- Work task -
Please state how many lines in the records below contain the word "black"; the number alone is the answer.

- Information given -

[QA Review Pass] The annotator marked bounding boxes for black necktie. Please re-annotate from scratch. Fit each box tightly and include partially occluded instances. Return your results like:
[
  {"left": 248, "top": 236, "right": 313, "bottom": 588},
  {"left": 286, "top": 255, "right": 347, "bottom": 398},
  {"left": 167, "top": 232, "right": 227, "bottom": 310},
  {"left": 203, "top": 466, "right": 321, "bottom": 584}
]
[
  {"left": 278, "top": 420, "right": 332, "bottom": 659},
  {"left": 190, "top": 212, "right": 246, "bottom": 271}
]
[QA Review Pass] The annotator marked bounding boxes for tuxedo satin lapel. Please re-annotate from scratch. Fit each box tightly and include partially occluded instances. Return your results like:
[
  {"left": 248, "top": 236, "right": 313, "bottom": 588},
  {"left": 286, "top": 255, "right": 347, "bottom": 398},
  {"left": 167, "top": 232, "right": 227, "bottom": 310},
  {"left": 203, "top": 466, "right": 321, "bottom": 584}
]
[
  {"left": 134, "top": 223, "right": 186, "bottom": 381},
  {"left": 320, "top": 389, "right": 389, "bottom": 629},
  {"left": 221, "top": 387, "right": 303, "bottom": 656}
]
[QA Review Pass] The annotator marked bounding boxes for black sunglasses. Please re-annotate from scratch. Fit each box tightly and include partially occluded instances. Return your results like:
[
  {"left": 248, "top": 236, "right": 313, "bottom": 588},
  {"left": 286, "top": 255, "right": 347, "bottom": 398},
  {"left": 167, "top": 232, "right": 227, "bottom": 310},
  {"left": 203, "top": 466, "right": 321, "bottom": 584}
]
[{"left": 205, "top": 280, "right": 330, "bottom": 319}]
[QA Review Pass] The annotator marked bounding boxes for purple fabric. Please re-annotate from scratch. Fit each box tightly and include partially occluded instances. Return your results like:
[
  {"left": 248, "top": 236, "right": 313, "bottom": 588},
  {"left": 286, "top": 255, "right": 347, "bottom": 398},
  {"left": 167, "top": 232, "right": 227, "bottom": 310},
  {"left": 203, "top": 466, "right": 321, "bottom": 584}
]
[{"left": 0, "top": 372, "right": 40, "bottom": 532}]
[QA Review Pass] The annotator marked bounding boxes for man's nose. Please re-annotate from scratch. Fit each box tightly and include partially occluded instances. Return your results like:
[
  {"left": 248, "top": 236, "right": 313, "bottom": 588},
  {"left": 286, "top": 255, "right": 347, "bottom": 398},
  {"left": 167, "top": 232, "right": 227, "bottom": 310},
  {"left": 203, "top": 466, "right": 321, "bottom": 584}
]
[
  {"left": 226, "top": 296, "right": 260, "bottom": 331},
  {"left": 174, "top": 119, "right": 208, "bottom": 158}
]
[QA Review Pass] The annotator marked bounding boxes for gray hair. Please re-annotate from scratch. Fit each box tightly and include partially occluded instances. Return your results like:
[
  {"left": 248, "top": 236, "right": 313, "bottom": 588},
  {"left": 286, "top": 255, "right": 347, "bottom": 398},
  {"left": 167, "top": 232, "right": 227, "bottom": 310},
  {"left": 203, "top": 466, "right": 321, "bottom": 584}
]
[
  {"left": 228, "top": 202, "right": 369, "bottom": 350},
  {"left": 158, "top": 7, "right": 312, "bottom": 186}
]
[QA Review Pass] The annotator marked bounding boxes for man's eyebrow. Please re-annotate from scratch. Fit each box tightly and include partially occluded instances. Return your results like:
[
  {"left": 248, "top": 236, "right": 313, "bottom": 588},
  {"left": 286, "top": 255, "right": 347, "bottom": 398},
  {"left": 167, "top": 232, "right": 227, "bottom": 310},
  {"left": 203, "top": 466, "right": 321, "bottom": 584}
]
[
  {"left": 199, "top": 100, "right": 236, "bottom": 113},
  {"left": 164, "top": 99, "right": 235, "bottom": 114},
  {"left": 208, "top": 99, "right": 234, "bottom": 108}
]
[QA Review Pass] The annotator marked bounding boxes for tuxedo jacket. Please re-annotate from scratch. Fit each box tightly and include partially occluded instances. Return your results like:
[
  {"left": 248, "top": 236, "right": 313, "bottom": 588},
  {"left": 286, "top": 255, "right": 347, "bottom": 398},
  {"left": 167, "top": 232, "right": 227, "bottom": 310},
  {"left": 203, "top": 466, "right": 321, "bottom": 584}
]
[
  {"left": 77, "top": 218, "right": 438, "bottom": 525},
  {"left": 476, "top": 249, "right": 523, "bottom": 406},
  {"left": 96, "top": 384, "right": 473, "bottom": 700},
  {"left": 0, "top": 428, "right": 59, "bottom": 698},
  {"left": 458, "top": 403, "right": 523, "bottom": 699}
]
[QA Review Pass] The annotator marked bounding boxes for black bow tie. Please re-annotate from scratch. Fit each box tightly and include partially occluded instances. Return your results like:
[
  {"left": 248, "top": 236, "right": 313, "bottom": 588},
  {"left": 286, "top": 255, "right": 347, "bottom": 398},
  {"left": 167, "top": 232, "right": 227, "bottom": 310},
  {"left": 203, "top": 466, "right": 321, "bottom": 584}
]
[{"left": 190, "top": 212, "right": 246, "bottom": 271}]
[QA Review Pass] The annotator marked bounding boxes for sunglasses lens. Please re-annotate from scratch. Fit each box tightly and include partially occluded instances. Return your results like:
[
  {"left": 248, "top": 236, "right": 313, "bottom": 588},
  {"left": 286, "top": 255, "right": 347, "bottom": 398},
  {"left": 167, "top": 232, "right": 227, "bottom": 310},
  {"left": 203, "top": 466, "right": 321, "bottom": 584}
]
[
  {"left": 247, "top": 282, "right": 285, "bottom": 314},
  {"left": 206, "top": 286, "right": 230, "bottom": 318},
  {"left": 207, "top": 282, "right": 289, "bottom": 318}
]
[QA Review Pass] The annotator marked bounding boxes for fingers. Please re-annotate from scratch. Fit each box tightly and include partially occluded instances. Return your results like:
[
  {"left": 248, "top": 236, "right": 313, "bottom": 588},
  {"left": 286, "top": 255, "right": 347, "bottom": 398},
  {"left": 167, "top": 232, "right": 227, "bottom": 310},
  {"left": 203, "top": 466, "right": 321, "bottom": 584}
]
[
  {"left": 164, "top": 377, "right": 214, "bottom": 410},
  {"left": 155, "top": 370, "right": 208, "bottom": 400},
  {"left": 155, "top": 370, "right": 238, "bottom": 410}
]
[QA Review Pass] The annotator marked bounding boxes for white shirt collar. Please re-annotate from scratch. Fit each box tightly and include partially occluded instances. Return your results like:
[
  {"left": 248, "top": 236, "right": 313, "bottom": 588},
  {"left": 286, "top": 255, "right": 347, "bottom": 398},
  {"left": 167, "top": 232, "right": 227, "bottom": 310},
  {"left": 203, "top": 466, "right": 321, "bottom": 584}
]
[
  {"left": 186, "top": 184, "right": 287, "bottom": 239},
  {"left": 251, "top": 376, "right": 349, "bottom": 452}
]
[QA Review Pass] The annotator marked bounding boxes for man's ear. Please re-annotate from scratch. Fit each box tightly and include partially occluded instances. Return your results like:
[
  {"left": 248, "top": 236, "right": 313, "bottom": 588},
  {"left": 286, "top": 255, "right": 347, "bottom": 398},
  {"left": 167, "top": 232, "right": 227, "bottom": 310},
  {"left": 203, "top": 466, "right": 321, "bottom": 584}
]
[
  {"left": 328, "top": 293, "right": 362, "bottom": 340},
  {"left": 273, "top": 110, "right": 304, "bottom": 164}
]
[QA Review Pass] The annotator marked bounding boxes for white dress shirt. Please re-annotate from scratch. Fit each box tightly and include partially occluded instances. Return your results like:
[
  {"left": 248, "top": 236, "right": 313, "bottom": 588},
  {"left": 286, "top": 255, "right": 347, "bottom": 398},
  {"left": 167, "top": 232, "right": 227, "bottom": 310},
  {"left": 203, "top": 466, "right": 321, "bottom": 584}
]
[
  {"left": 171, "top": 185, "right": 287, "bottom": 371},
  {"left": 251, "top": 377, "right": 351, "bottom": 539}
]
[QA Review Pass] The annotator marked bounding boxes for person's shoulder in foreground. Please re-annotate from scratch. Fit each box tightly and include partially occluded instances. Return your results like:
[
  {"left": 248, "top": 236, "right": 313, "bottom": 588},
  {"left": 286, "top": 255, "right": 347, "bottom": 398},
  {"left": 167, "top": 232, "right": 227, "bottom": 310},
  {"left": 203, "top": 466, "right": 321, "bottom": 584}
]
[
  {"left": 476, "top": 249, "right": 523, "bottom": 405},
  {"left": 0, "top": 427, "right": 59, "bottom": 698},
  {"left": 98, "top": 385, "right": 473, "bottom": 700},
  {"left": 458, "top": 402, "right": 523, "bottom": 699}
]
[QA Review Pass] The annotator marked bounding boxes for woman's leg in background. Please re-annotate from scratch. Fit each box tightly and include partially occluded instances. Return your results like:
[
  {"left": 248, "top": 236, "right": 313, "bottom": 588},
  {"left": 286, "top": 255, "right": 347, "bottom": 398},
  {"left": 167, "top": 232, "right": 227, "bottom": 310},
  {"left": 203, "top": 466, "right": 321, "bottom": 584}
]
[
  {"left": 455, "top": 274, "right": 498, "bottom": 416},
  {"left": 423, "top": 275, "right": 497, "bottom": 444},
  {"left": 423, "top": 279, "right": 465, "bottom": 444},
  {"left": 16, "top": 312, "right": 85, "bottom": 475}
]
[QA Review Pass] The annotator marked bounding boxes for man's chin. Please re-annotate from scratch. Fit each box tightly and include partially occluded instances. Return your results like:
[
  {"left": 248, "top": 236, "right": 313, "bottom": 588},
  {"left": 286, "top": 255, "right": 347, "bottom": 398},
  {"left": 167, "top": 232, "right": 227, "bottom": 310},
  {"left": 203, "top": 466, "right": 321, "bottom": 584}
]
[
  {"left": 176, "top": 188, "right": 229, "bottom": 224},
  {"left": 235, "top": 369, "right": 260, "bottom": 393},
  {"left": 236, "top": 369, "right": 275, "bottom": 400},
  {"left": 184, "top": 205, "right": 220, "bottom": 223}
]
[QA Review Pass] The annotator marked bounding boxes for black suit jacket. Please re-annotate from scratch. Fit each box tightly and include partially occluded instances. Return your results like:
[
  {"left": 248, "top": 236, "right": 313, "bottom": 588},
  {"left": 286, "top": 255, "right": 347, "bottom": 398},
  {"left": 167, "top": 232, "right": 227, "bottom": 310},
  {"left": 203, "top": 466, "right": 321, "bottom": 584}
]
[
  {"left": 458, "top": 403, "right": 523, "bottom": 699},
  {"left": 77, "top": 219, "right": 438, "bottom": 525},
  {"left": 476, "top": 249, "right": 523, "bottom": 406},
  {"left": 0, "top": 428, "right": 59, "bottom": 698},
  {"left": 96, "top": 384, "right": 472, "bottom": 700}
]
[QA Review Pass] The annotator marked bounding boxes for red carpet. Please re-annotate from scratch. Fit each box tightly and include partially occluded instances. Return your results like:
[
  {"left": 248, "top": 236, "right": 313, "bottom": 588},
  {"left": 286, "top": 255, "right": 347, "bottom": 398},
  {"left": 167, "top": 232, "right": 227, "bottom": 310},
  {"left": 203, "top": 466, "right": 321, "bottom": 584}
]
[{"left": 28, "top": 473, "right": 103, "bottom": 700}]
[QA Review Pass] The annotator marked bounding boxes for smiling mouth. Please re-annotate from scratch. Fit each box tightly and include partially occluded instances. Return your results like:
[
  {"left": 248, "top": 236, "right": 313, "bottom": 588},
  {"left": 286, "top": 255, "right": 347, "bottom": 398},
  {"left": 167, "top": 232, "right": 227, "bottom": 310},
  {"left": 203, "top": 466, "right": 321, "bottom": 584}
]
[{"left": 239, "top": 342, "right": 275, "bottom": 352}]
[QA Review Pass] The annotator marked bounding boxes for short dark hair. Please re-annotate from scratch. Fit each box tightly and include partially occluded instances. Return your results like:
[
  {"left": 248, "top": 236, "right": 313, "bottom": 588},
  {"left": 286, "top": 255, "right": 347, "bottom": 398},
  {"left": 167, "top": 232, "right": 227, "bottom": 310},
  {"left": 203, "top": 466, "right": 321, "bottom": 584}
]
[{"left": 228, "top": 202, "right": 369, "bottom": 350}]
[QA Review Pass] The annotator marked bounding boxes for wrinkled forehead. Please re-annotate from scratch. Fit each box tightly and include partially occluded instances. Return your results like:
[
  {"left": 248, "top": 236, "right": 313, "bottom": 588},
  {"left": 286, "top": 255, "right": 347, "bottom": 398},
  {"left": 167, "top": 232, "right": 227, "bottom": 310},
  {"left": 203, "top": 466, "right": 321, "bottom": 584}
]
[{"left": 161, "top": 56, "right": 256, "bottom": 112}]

- Written response -
4